WHAT THIS TASK INVOLVES: Set down the entries exactly. No line may differ from its source.

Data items
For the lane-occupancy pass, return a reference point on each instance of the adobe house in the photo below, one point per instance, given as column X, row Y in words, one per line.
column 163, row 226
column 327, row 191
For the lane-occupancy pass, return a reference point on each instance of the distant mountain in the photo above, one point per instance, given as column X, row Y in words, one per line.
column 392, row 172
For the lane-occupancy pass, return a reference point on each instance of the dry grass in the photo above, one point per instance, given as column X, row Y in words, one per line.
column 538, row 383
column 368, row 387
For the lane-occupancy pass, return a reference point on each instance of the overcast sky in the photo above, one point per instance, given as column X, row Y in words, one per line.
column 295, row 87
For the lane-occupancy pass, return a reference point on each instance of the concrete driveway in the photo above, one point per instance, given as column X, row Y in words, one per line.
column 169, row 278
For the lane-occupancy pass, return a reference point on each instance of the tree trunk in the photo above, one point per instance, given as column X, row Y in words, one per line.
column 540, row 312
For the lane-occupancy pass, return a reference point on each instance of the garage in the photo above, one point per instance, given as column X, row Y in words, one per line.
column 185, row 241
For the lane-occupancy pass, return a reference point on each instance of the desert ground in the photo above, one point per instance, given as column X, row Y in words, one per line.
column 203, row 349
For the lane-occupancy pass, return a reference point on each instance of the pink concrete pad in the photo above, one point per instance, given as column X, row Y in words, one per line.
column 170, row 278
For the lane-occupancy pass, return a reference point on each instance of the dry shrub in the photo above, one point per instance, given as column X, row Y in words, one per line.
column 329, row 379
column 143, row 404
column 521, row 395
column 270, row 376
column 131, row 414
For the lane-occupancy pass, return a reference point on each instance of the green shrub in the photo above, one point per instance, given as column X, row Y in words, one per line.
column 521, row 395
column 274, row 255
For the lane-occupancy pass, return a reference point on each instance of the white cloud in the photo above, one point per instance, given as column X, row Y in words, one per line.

TASK OUTPUT:
For the lane-occupancy pass, return a reference point on each instance of the adobe house in the photo below, one point per instance, given as column X, row Y in words, one per line.
column 163, row 226
column 327, row 191
For the lane-occupancy pass, return a reference point on each instance of the distant mountain in the photo above, one point per instance, given as column X, row Y in words, one per line.
column 392, row 172
For the lane-occupancy pass, return a reference point on each instance of the dry grass in the photo above, one point per instance, given as column X, row Y in words, one per line.
column 538, row 383
column 368, row 387
For the lane-occupancy pass, return a reference point on each instance of the overcast sky in the photo above, one point per instance, given as column X, row Y in words, one per line.
column 295, row 87
For the lane-occupancy pass, return a reference point on each instance of the concrete driveway in the photo above, one point per instance, given as column X, row Y in words, one per line.
column 169, row 278
For the lane-occupancy pass, return a reference point on each instance of the tree trunk in the photo above, one point per instance, given as column X, row Y in words, one per line.
column 540, row 312
For the lane-occupancy pass, return a reference point on each instance of the garage in the photo above, one point per instance, given as column X, row Y in words, one per line.
column 185, row 241
For the lane-occupancy pass, return a reference point on each instance of the desert ground in the photo above, one point per instance, given as column X, row Y in words, one per line.
column 203, row 349
For the lane-occupancy pass, return a reference point on each instance of the pink concrete pad in the photo above, one point per instance, given as column X, row Y in words, one per line.
column 170, row 278
For the lane-occupancy pass, return a reference point on each instance of the dry shrub in the photo above, one point per instance, given as column X, row Y in words, one per line.
column 329, row 379
column 143, row 404
column 521, row 395
column 270, row 376
column 131, row 414
For the lane-occupancy pass, return a reference point on each instance of the green shrub in the photo above, one point per instance, given as column X, row Y in words, one per line.
column 521, row 395
column 274, row 255
For the lane-occupancy pass, return a reference point on each instance of the white cloud in the photo above, one point per instance, given as column X, row Y in words, one per line.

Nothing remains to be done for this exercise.